• **Problem to work on**:
Transcribe the records that follow. Keep every word exactly, and drop the pictures.

• **Extracted entries**:
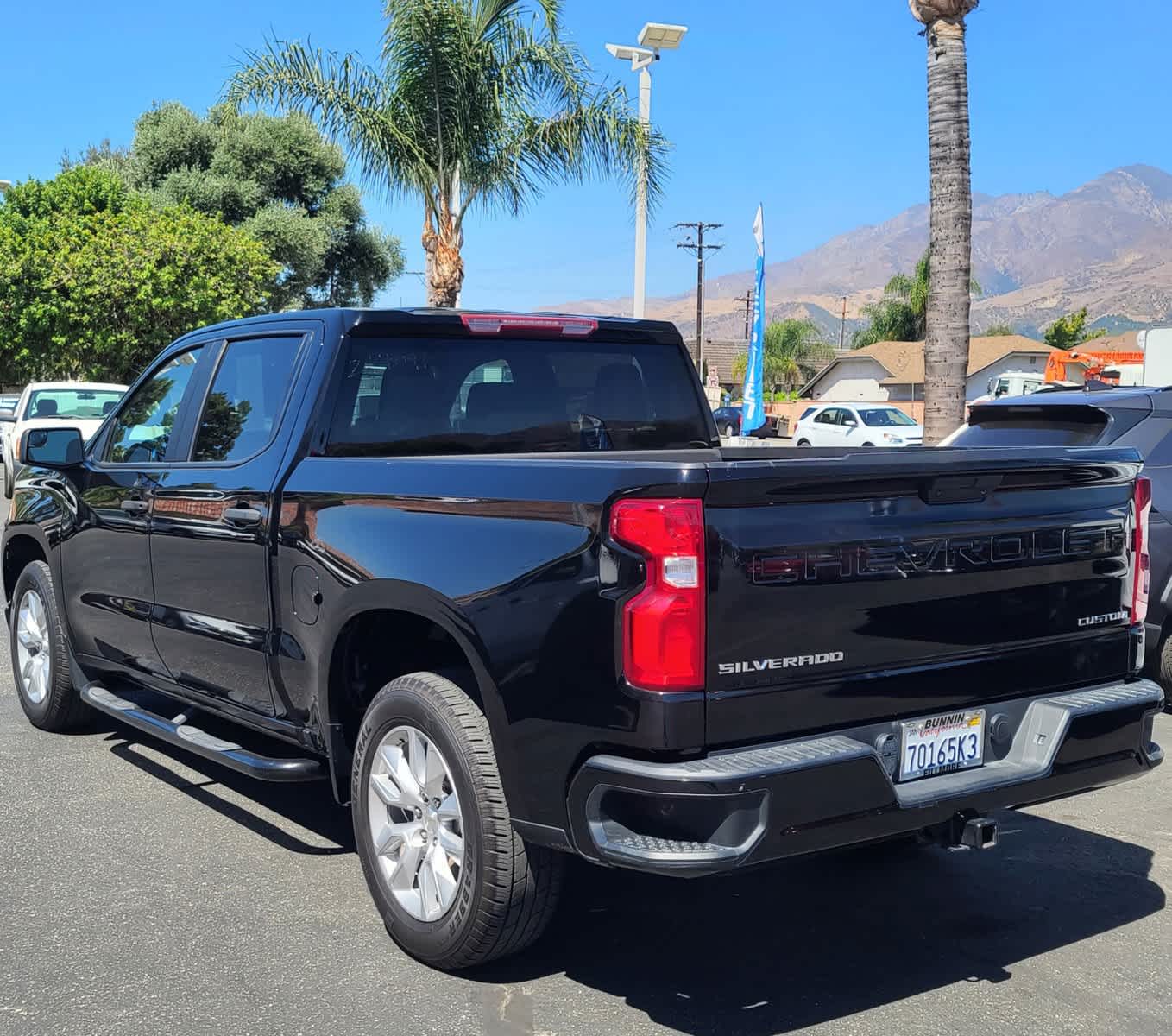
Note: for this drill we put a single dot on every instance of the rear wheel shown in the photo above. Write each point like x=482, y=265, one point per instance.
x=455, y=884
x=40, y=658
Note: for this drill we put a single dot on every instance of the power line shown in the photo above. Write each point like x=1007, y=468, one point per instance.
x=747, y=298
x=697, y=248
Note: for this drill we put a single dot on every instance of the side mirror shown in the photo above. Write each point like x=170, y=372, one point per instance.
x=52, y=446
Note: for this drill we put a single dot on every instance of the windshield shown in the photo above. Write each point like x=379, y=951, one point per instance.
x=425, y=396
x=71, y=403
x=885, y=417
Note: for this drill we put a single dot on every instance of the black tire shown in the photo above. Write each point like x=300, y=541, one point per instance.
x=61, y=707
x=509, y=889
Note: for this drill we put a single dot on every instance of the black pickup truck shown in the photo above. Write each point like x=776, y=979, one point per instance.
x=494, y=577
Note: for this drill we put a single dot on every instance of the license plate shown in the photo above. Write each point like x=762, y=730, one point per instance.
x=940, y=744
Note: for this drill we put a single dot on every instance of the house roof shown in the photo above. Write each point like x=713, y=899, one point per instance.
x=721, y=353
x=904, y=361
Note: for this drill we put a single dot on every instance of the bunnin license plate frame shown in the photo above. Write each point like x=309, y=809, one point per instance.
x=945, y=743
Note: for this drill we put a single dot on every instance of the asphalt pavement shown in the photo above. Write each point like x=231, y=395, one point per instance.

• **Output**:
Note: for this drill we put a single dot on every instance of the rear wheel shown in the photo above. Write each point like x=482, y=265, one point per instance.
x=455, y=884
x=40, y=658
Note: for this drill we put a single dot on every instance of the power line shown in the photo above. Write each point like x=1007, y=468, one point per instance.
x=747, y=298
x=697, y=248
Note: for this drill we put a single dot on every instance of the side mirror shown in the photo above. Write each point like x=170, y=372, one point per instance.
x=52, y=446
Note: for this drill we put a single dot on every instance of the windshield shown in the photo above. Write each point like x=379, y=951, one point per instance.
x=425, y=396
x=71, y=403
x=885, y=417
Note: for this drill we put a single dot on every instance of the black tire shown in the photo above. Write each point like x=300, y=541, one point per instance.
x=61, y=707
x=509, y=889
Note: for this drill we put a single dot on every instance of the black pickup truck shown in the photo above. Write each point like x=776, y=979, one point per instance.
x=494, y=577
Note: for this drill we put a single dot on every instance of the license plate shown in the photo above. Write each point like x=762, y=730, one point per instance.
x=940, y=744
Note: for this drill we put a single dot on every instance of the house roof shown in the photo above. Write each point like x=713, y=899, one point per instance.
x=721, y=353
x=904, y=361
Note: for this drill we put a single dot on every instance of the bunnin license plate frame shown in the photo above. Write each point like x=309, y=809, one point per instance.
x=945, y=743
Note: for this drill we put a single dot on every instance of the asphalt pavement shown in the photo above. Write each point like x=231, y=395, one point per instance.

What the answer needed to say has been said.